Records collected for a dataset:
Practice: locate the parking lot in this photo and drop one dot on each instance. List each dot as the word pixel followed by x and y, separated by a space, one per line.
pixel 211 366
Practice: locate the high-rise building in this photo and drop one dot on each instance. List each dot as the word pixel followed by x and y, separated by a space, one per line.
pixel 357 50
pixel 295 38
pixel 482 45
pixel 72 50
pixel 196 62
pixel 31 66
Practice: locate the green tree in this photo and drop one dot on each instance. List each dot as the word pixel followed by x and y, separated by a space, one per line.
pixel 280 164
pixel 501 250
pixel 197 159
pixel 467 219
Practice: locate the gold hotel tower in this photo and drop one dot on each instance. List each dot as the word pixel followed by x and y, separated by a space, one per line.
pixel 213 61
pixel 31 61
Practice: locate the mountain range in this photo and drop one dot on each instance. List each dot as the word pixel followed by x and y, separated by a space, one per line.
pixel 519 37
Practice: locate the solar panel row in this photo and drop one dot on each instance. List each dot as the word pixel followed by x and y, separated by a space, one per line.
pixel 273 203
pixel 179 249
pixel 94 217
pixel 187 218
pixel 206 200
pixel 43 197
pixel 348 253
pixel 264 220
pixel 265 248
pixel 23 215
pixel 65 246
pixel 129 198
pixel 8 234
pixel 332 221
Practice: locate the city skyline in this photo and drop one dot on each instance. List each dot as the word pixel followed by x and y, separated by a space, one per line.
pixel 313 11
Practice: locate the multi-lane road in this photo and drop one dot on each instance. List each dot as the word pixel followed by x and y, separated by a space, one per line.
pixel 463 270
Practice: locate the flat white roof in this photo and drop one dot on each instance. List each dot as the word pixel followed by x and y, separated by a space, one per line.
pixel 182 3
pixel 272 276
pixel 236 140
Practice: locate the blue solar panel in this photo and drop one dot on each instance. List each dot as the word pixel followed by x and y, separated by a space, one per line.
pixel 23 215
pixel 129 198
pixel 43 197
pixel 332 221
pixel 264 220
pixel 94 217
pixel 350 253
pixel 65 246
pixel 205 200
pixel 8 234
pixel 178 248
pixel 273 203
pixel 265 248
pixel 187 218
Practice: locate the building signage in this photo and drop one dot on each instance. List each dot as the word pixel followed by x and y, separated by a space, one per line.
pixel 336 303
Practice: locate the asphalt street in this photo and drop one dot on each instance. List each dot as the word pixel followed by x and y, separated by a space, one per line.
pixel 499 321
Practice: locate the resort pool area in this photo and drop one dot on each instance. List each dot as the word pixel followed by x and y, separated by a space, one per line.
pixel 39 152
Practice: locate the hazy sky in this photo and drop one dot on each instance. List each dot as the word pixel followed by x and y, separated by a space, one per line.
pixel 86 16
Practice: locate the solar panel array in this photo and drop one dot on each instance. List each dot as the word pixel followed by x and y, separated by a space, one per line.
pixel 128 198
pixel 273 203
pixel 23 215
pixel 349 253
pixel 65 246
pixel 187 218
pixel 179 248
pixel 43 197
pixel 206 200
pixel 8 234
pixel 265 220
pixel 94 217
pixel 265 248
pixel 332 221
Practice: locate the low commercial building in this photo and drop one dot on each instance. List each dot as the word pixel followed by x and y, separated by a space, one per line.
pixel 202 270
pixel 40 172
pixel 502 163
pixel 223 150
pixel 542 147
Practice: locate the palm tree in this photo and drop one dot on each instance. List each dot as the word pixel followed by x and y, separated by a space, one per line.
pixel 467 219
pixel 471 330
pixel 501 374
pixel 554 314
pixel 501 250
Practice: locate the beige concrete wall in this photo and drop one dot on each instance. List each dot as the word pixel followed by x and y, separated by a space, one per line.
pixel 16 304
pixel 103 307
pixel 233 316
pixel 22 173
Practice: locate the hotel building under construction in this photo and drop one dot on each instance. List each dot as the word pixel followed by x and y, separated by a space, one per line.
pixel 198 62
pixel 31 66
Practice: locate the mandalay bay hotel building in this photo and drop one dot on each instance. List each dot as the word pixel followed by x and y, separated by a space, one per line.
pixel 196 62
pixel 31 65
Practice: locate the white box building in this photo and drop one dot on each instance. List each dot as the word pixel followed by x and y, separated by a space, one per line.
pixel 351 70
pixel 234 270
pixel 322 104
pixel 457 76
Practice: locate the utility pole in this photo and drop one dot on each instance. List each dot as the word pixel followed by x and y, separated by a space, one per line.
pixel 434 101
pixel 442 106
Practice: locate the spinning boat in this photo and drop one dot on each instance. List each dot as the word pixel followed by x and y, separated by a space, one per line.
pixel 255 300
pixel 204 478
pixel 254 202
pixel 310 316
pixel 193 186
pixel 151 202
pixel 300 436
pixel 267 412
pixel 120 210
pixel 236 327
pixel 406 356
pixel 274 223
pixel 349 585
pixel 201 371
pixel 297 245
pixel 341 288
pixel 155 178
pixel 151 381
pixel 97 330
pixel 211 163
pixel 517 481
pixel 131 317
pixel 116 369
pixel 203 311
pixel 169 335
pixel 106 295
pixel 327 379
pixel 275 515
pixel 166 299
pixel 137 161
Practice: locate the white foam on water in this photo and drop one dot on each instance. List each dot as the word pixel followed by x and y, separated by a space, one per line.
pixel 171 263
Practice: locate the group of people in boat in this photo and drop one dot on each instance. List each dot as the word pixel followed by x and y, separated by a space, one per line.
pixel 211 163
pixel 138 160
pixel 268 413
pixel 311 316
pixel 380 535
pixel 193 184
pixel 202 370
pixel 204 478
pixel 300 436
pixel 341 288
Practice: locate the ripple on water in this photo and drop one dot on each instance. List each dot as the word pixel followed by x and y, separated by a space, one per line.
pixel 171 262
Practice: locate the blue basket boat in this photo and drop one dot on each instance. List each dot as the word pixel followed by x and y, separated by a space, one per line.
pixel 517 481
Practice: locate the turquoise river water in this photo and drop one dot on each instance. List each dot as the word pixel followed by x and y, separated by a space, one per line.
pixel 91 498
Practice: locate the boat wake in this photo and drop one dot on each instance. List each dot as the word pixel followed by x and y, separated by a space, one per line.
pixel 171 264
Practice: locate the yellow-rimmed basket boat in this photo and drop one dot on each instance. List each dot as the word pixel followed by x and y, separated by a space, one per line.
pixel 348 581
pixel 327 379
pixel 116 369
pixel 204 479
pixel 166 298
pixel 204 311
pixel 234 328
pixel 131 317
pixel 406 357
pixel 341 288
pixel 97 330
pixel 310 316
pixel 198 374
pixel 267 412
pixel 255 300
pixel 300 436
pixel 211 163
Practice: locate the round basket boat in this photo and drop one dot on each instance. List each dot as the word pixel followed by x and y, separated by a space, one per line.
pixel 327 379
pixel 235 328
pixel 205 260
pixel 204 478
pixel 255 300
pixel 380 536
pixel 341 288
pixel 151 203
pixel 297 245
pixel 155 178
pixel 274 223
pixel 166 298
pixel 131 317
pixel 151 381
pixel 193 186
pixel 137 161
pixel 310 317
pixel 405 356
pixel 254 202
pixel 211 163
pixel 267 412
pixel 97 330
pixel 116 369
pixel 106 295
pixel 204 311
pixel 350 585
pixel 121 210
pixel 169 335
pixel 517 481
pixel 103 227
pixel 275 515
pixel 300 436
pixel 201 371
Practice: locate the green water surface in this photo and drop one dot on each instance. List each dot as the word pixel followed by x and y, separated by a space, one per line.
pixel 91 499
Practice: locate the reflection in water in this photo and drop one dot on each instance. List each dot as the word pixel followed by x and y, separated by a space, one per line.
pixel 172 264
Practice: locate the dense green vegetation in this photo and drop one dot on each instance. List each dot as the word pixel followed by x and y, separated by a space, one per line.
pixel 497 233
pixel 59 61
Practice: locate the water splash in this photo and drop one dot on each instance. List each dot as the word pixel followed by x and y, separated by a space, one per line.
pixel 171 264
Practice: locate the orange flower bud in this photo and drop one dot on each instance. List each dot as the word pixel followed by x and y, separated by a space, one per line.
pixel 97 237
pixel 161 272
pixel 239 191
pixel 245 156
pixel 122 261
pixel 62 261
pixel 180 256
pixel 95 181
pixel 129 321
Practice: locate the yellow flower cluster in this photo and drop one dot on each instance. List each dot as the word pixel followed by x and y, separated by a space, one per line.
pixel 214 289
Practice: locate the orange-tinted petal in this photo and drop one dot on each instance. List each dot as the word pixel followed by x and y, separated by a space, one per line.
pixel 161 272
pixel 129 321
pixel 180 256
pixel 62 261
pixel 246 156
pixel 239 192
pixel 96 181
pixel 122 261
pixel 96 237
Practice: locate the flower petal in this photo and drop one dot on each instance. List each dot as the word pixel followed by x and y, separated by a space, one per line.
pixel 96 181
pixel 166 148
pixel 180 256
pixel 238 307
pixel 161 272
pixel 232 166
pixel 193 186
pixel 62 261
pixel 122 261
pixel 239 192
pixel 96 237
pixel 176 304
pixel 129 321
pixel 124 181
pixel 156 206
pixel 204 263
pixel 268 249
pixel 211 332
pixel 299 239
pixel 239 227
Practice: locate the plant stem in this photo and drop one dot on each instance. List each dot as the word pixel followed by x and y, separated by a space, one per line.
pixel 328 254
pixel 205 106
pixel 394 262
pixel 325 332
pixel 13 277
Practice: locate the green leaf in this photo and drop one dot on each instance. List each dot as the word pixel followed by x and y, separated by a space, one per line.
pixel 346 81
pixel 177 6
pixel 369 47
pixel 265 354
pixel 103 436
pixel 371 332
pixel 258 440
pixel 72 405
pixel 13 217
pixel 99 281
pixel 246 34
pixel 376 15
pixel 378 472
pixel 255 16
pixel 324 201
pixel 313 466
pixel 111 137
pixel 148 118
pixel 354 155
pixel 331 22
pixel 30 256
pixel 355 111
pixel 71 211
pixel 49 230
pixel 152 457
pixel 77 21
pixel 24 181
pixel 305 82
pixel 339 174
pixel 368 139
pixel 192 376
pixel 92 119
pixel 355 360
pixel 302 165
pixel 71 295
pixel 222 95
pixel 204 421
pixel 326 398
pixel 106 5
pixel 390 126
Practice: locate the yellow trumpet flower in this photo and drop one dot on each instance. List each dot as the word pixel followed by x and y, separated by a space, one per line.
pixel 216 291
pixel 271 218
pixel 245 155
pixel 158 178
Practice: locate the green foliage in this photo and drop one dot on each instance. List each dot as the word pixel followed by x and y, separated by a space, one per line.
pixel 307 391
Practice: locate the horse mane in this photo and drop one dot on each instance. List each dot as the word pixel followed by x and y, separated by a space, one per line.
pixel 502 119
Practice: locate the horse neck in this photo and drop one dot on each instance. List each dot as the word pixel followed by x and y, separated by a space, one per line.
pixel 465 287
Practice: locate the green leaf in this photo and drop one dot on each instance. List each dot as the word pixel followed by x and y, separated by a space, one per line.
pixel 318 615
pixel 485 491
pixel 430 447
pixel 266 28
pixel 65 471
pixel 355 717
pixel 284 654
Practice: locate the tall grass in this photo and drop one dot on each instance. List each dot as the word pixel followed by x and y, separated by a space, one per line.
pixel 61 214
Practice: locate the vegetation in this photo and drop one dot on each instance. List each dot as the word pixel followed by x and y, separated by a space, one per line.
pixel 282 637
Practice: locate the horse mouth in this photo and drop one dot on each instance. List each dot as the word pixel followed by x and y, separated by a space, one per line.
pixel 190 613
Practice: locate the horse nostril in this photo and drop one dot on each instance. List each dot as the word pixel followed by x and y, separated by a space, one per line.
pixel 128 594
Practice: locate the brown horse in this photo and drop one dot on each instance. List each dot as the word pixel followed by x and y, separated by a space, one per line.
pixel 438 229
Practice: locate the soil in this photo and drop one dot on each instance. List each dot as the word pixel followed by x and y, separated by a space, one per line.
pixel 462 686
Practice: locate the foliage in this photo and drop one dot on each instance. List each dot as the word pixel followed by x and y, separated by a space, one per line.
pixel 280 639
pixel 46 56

- **SET EXERCISE**: Output as a JSON list of strings, one string per line, the lines of the records above that begin with the line containing "Practice: locate the high-rise" and end with the line containing "pixel 519 37", both included. Leave out any blank lines.

- **OUTPUT**:
[
  "Practice: locate the high-rise building in this photo and drop one dot on each instance. List each dot as the word pixel followed by x and y, separated by a space, one per line.",
  "pixel 357 50",
  "pixel 295 38",
  "pixel 482 45",
  "pixel 72 50",
  "pixel 196 62",
  "pixel 31 66",
  "Practice: locate the green tree in this photo and drop one dot on each instance. List each dot as the word pixel followed by x and y, separated by a space, one per line.",
  "pixel 280 164",
  "pixel 501 250",
  "pixel 197 159",
  "pixel 467 219",
  "Practice: locate the gold hotel tower in this photo and drop one dot on each instance. List each dot as the word pixel followed by x and y, separated by a space, one per line.",
  "pixel 213 61",
  "pixel 31 61",
  "Practice: locate the mountain range in this photo and drop one dot on each instance. List each dot as the word pixel followed by x and y, separated by a space, one per line.",
  "pixel 519 37"
]